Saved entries
....

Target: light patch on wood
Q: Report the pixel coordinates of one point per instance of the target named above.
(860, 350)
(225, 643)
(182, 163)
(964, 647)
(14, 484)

....

### [Aim]
Present every line of the records above as a numbered list, omitting any blank lines.

### [Complete response]
1. Target: light patch on wood
2. Q: Report the pixel coordinates of one point per instance of the target named above.
3. (860, 350)
4. (225, 643)
5. (182, 163)
6. (964, 647)
7. (14, 484)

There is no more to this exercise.